(Records from a data source)
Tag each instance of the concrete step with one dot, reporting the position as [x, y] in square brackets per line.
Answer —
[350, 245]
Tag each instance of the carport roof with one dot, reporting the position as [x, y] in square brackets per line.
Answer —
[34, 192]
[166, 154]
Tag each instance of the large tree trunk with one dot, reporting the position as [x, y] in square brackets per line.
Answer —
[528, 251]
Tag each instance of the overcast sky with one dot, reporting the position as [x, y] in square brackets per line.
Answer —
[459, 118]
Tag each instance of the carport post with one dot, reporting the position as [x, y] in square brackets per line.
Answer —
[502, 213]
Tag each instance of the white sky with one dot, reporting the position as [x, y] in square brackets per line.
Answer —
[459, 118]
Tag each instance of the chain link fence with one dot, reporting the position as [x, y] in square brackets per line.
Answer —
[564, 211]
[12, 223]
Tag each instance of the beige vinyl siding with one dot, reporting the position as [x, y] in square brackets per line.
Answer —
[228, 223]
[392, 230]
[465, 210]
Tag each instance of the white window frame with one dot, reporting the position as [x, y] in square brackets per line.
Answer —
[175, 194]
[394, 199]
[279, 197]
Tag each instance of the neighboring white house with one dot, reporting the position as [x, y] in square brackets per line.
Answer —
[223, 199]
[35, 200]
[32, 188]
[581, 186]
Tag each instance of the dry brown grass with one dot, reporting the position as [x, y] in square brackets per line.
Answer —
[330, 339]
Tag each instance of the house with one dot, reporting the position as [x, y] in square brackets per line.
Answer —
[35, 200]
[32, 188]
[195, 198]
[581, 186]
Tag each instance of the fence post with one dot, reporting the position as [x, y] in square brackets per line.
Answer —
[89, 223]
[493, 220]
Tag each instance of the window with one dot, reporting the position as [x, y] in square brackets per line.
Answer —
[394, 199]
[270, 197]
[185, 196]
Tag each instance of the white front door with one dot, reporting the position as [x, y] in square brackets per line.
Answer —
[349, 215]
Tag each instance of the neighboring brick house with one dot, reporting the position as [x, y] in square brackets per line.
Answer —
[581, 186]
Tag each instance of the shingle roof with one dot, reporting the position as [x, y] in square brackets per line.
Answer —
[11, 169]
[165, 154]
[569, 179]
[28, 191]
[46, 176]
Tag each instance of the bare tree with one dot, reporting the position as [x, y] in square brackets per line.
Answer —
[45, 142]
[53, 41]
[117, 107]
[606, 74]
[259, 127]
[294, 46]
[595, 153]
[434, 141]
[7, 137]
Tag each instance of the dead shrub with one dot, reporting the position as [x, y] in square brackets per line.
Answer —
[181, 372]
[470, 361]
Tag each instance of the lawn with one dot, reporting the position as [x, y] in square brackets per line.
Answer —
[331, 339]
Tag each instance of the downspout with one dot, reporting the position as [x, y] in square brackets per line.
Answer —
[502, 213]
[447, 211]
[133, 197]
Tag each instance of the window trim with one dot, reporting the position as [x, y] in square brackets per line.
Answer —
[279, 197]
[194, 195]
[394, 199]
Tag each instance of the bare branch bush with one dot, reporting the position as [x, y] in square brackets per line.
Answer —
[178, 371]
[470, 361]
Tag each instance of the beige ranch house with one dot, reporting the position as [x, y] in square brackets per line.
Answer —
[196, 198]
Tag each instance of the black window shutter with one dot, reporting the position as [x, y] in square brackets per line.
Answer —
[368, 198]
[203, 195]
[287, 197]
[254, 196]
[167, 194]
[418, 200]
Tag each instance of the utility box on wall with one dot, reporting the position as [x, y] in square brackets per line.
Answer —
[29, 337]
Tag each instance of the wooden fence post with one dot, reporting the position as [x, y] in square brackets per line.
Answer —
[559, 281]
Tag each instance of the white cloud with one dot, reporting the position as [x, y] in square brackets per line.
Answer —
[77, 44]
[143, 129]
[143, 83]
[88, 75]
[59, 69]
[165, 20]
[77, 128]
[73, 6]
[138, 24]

Aim of the exercise: For this task, print the records again exactly as they appear.

Task output:
Tag each instance of the concrete step with one dot, reporting the position as [x, y] in square brackets per line.
Answer —
[350, 245]
Tag each instance of the carport roof with one dot, reporting the position as [x, y] in square brackets per line.
Answer —
[34, 192]
[166, 154]
Tag each instance of the large tree trunk with one dot, reporting the position as [x, y] in square brackets per line.
Answer —
[528, 251]
Tag each instance of the overcast sky with one dot, reporting the position as [x, y] in square brackets per line.
Answer —
[459, 118]
Tag each instance of the carport post with one dot, reporting the position as [x, y] in square brackets per line.
Answer —
[502, 213]
Tag each instance of the white sky with one dot, reporting the position as [x, y] in square brackets per line.
Answer —
[459, 118]
Tag each instance of the chain link fence with one dot, reporting the position as [x, y] in square brackets per line.
Answer —
[564, 211]
[12, 223]
Tag each instance of the beige vinyl siding with one dot, reporting the position as [x, y] in square brackets per line.
Answer —
[228, 223]
[392, 230]
[465, 210]
Tag each instance of the white window frame with one dot, reporting the position as [x, y] in square brackets per line.
Answer —
[175, 194]
[394, 199]
[279, 197]
Tag each instance of the neighboring white house with one dot, reporting the position as [x, y] in square brackets per line.
Answer —
[223, 199]
[35, 200]
[32, 188]
[581, 186]
Tag each instance of the dry brown grass with one dot, reporting the position as [x, y] in square brackets per line.
Answer —
[330, 339]
Tag each instance of the house with one dot, reporting the position as [x, y] in square brackets per line.
Answer —
[35, 200]
[32, 188]
[195, 198]
[581, 186]
Tag each instance of the fence post with one dot, reporting the position as [x, y] in square brackets per line.
Answer —
[89, 223]
[493, 220]
Tag each instance of the window with one dot, reporting the position as [x, y] in square brackets per line.
Answer —
[394, 199]
[270, 197]
[185, 196]
Tag each instance of the white front door with one dot, reporting the position as [x, y] in square brackets per line.
Answer —
[349, 215]
Tag each instance of the neighboring brick house with one dot, reporting the position as [x, y] in square brackets per line.
Answer —
[581, 186]
Tag each instance of the shingle roof with one dot, reporting the position as [x, y] in square brackets per line.
Answer —
[11, 169]
[165, 154]
[569, 179]
[28, 191]
[46, 176]
Tag each instance of the bare tree with one dot, reporting the position as [x, y] in square brackets per line.
Answer —
[45, 142]
[53, 41]
[117, 107]
[606, 74]
[259, 127]
[294, 46]
[595, 153]
[434, 141]
[7, 137]
Tag each instance of the dead shrub with one dot, reporting the position as [x, y] in square brackets per line.
Answer —
[181, 372]
[470, 361]
Tag each instance of the lawn with one dot, reporting the position as [x, y] in square brackets per line.
Answer —
[331, 339]
Tag each instance of the downspout with one dot, reporting the position as [x, y] in square brackets per line.
Answer —
[502, 213]
[447, 211]
[133, 197]
Tag each instance of the window trim with one dot, reporting the position as [x, y] in square brackets per line.
Answer —
[279, 197]
[194, 195]
[394, 199]
Tag each instance of the bare branch bush with one dot, reporting the position as [x, y] in square brackets per line.
Answer —
[178, 371]
[470, 361]
Tag each instance of the beige ranch house with one dot, reporting the position as [x, y] in square brackets per line.
Answer —
[196, 198]
Tag each instance of the black window shutter with one dot, reporting the position as [x, y] in square brackets per line.
Answer —
[368, 198]
[203, 195]
[287, 197]
[254, 196]
[167, 194]
[418, 200]
Tag each instance of the utility box on wall with one dot, reporting the position as [x, y] in square brackets per line.
Answer —
[29, 337]
Tag each instance of the wooden fence post with one dot, reporting the position as [x, y] in square brackets per line.
Answer —
[559, 281]
Tag each instance of the white cloud with one dot, reporting the position as [x, y] in square brackets per line.
Answer —
[77, 44]
[143, 129]
[143, 83]
[88, 75]
[59, 69]
[165, 20]
[77, 128]
[73, 6]
[138, 24]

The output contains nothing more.